- _Written request_:
Copy the rows below word for word, omitting the pictures.

# start of Dataset rows

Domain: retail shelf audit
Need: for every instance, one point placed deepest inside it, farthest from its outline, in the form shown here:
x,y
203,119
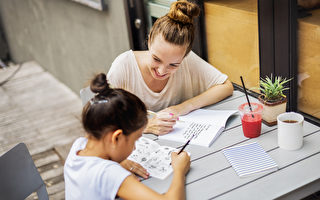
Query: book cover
x,y
154,158
205,125
249,159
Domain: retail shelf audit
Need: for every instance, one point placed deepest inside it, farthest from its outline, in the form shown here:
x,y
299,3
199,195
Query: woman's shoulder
x,y
124,57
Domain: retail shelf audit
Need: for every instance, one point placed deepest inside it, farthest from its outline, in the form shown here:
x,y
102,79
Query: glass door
x,y
308,52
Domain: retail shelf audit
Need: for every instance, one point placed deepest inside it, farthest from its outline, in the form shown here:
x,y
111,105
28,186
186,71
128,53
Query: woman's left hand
x,y
135,168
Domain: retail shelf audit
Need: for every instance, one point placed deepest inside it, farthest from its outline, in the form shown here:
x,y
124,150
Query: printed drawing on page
x,y
154,158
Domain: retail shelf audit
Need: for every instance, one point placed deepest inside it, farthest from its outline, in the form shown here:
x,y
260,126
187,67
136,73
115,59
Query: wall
x,y
68,39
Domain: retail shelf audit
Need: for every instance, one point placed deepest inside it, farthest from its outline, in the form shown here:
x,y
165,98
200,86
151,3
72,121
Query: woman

# end of Dataset rows

- _Task output_:
Domain: retail shelf audit
Need: for every instance, one point placed deepest inside it, farthest from its outline, in the form shown here:
x,y
203,119
Query: book cover
x,y
154,158
205,125
249,159
Domain: retail shelf audit
Need: for every instance, one point placed deepest inside it, farthest from its outline, in the form shown here:
x,y
299,3
199,195
Query: woman's shoulder
x,y
124,57
Domain: retail shelf audit
Need: for every instance, one point placed deepest inside it, farthest from its outline, in the form shown here:
x,y
102,79
Query: glass door
x,y
308,52
Domain: retail shelf audit
Need: for every instance, one point placed deepest inside it, farthest from its outline, in the form shown here:
x,y
111,105
28,186
186,71
128,53
Query: woman's left hand
x,y
135,168
Domain: retail shelf audit
Need: for every instance, one point placed deepest inside it, farthest from its outline, in the form shown here:
x,y
124,150
Query: printed drawing on page
x,y
154,158
Domain: retail shelf audit
Need: for every instance, one point placed deepest inside it, farthest from its outline, in the form shown here:
x,y
260,126
187,67
136,73
115,59
Query: wall
x,y
68,39
Domain: retail shelf audit
Need: for every instance, one point placed deepest inside it, farthest from its outline, in the form shown here:
x,y
165,98
200,86
151,3
72,121
Query: woman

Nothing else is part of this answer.